*EXCERPT*:
[Biopython-dev] NCBIWWW.qblast: Question about expected run time and time outs

Mon Jun 22 14:49:34 UTC 2015

Hi Peter,

Unfortunately, I think that might not be an option for me. The software I'm
trying to write is meant to be an open-source tool that researchers would
just be able to use without extensive set up required. I'm afraid that I
won't be able to ask people to install standalone BLAST and learn to use
computer clusters, without losing the accessibility of the program.

Do you think that this is really the BLAST server being busy? As I said, I
didn't have any problems for a long time. The average time to get a BLAST
result back would be about 6-7 minutes. Now I just don't get through.

*REQUEST*: Reproduce the Biopython-dev mailing list message about qblast run times and time outs word for word, in its entirety.

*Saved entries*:
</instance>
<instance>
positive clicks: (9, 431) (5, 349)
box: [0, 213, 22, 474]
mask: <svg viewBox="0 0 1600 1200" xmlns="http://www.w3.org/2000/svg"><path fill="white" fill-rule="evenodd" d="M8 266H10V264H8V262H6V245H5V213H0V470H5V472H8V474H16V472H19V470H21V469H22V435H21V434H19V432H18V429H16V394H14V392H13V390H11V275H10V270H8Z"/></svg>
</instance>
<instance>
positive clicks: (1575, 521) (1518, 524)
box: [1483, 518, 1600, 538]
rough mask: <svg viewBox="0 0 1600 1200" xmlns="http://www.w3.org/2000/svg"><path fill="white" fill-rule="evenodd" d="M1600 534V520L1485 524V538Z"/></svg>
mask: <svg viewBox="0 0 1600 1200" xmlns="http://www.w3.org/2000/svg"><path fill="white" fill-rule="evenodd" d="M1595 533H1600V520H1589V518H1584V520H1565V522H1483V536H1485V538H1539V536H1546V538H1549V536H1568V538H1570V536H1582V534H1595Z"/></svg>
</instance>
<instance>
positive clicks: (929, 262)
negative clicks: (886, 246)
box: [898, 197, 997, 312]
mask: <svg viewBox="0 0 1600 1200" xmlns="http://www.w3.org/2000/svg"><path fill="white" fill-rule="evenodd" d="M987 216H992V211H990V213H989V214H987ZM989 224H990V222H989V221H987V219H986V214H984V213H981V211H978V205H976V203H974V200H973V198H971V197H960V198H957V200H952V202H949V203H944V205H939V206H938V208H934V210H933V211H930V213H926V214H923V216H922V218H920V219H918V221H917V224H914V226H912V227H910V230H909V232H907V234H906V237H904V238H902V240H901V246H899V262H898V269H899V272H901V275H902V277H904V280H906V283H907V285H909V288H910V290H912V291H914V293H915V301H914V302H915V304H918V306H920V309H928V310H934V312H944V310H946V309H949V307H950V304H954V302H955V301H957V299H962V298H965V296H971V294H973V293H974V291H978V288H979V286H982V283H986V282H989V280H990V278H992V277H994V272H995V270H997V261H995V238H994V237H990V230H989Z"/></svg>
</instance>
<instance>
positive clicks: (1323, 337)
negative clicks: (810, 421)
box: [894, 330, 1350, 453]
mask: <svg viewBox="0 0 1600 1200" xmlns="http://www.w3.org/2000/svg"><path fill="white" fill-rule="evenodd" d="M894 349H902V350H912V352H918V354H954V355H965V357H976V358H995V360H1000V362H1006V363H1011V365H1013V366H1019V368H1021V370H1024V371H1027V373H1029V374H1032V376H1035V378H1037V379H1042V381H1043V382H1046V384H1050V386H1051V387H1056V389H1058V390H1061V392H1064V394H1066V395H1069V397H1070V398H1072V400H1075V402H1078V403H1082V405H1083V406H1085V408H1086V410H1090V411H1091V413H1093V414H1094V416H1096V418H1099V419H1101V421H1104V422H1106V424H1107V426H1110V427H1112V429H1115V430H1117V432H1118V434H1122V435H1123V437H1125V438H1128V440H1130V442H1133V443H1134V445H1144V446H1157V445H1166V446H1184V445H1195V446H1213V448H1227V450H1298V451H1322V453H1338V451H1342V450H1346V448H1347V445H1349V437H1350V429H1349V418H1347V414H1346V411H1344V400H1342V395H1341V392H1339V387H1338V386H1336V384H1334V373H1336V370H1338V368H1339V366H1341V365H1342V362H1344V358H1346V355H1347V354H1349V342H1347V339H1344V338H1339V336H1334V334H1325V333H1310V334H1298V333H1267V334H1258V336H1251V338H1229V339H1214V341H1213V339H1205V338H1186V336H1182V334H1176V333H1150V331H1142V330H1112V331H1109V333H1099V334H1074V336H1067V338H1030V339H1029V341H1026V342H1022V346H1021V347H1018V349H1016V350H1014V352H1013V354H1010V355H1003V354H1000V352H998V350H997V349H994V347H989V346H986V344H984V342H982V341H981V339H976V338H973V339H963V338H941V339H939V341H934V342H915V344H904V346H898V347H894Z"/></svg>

*ANSWER SPACE*:
[Biopython-dev] NCBIWWW.qblast: Question about expected run time and time outs

Mon Jun 22 14:49:34 UTC 2015

Hi Peter,

Unfortunately, I think that might not be an option for me. The software I'm
trying to write is meant to be an open-source tool that researchers would
just be able to use without extensive set up required. I'm afraid that I
won't be able to ask people to install standalone BLAST and learn to use
computer clusters, without losing the accessibility of the program.

Do you think that this is really the BLAST server being busy? As I said, I
didn't have any problems for a long time. The average time to get a BLAST
result back would be about 6-7 minutes. Now I just don't get through.